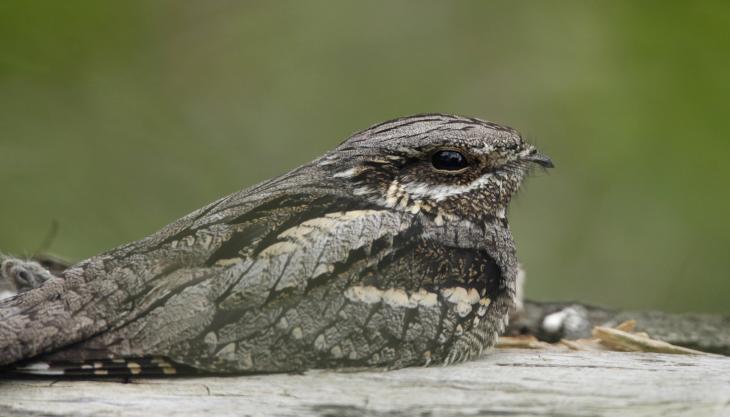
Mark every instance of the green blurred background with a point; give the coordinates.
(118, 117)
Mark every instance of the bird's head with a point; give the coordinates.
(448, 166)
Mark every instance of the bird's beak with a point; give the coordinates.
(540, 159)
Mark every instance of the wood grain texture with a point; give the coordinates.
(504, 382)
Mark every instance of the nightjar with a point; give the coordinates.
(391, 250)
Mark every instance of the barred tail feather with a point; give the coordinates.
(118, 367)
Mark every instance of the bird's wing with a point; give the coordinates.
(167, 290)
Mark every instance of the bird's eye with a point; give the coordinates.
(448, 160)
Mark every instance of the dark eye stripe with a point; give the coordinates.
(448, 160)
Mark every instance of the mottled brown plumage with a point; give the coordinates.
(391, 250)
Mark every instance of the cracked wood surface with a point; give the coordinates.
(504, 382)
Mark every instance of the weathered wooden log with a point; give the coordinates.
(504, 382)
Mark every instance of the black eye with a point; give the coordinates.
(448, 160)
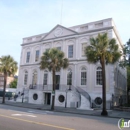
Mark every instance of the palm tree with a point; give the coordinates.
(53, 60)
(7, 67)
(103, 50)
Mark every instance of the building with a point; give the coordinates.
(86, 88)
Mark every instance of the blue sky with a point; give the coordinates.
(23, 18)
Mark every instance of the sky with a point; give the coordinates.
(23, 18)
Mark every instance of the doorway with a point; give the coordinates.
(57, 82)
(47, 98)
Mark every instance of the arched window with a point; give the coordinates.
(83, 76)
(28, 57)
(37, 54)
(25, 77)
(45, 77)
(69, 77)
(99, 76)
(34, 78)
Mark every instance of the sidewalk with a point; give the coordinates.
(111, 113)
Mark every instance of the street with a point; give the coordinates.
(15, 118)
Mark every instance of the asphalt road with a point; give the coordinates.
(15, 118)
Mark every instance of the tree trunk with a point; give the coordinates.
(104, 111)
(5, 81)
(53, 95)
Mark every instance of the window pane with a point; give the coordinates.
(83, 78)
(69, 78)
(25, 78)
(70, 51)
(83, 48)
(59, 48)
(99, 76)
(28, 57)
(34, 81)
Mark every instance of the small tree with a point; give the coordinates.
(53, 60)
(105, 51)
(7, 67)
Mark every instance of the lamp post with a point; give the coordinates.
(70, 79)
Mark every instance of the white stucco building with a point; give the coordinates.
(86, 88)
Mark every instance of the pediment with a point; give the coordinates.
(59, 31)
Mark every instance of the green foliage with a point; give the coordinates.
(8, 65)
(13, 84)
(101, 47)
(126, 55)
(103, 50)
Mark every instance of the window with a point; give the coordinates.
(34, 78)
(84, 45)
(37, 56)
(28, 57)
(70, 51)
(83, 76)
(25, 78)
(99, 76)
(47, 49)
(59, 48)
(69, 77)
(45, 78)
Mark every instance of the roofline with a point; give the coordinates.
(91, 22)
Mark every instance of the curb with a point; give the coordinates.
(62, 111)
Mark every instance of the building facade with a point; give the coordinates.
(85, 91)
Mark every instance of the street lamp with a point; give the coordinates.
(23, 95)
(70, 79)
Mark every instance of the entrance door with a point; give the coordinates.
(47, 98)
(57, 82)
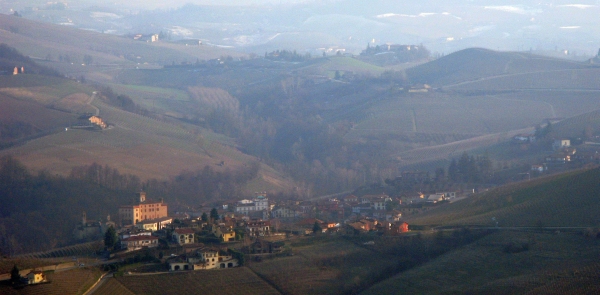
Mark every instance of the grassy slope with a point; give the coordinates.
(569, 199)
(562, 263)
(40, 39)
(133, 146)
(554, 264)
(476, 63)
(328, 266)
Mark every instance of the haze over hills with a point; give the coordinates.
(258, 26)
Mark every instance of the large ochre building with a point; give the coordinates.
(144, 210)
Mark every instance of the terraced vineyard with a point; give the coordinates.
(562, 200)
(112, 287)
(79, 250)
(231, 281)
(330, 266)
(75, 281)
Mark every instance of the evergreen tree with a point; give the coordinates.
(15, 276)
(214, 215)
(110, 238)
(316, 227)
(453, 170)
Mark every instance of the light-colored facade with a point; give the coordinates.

→ **Task brief**: This exercise calls for the complete listing, returned exactly and without images.

→ **Exercise output**:
Mark every instance of the green blurred background with a point; give the coordinates.
(118, 117)
Mark every instance of the bird's head with a point; give the coordinates.
(448, 166)
Mark every instance of the bird's beak with a point; give the coordinates.
(540, 159)
Mark every instance of the wood grain texture with a point; give the coordinates.
(504, 382)
Mark every instance of the nightjar with a point; give the coordinates.
(391, 250)
Mark every instance of the barred tail feather with a point; give the coordinates.
(118, 367)
Mark every instance of the bird's wing with a point; give the coordinates.
(167, 290)
Mark every instance of the bird's eye with a point; give the coordinates.
(448, 160)
Mark every instance of the dark eye stripe with a point; give the coordinates.
(448, 160)
Mark every instance of the mottled brown plumage with a point; give the coordinates.
(391, 250)
Mark every instance of the cracked wood surface with a point; give the coordinates.
(504, 382)
Mark every instance of the weathered wooden log with a point; give the coordinates.
(504, 382)
Mark every instance of the black eye with a point; give the coordinates.
(448, 160)
Mark every instance of the palm tree with a point; give the coordinates.
(53, 60)
(7, 67)
(103, 50)
Mark every instance of the building with a point; give the coordinates.
(86, 88)
Mark every instance of the blue sky with a point; give the coordinates.
(23, 18)
Mark every instance of the sky with a point; give the coordinates.
(23, 18)
Mark every instance of the doorway with a point; give the coordinates.
(57, 82)
(47, 98)
Mark every instance of the arched window with a point; give the coordinates.
(83, 76)
(28, 57)
(37, 54)
(25, 77)
(45, 77)
(69, 77)
(99, 76)
(34, 78)
Mark every instance of the sidewalk with a point; give the coordinates.
(111, 113)
Mark every instance of the street with a point; give the coordinates.
(15, 118)
Mark every instance of the asphalt road with a point; give the coordinates.
(15, 118)
Mark every instance of the tree trunk with a point; give the coordinates.
(104, 111)
(5, 81)
(53, 95)
Mark every instance of the window pane with a point; give the coordinates.
(83, 78)
(69, 78)
(25, 78)
(70, 51)
(83, 48)
(59, 48)
(99, 76)
(28, 57)
(34, 81)
Mark every instance of the small tree with a point; give the coordinates.
(53, 60)
(105, 51)
(7, 67)
Mark every instance of the lamp post with a point; give the coordinates.
(70, 79)
Mark every instance of the white stucco building with a point; give the coordinates.
(86, 88)
Mark every instance of the pediment with a point; give the coordinates.
(59, 31)
Mark every instance of the green foliage with a point; give the coordinates.
(8, 65)
(13, 84)
(101, 47)
(126, 55)
(103, 50)
Mark every instance of the window with a point; give the coordinates.
(34, 78)
(84, 45)
(37, 56)
(28, 57)
(70, 51)
(83, 76)
(25, 78)
(99, 76)
(47, 49)
(59, 48)
(69, 77)
(45, 78)
Mark every instance of the roofline with a point; give the coordinates.
(91, 22)
Mark every instance of the curb with a point; give the coordinates.
(62, 111)
Mark every instance of the building facade with a point; give the coordinates.
(85, 91)
Mark every instance of the street lamp with a point; give the coordinates.
(23, 95)
(70, 79)
Mark every instance of the entrance door with a point; give the coordinates.
(47, 98)
(57, 82)
Mark every instance of the grassy slope with a point; give the coordinates.
(569, 199)
(562, 263)
(40, 39)
(133, 146)
(554, 264)
(476, 63)
(328, 266)
Mark every instance of the haze over hills with a point; give the coordinates.
(258, 26)
Mark every instance of the large ochre building with a point; give the coordinates.
(144, 210)
Mark every instance of the terraced vineyard with a point; give the coordinates.
(562, 200)
(112, 287)
(79, 250)
(231, 281)
(330, 266)
(75, 281)
Mark every instance of the evergreen tree with a point; give the coordinates.
(15, 276)
(214, 215)
(110, 238)
(316, 227)
(453, 170)
Mark every instance of the light-colored facade with a point; give the coordinates.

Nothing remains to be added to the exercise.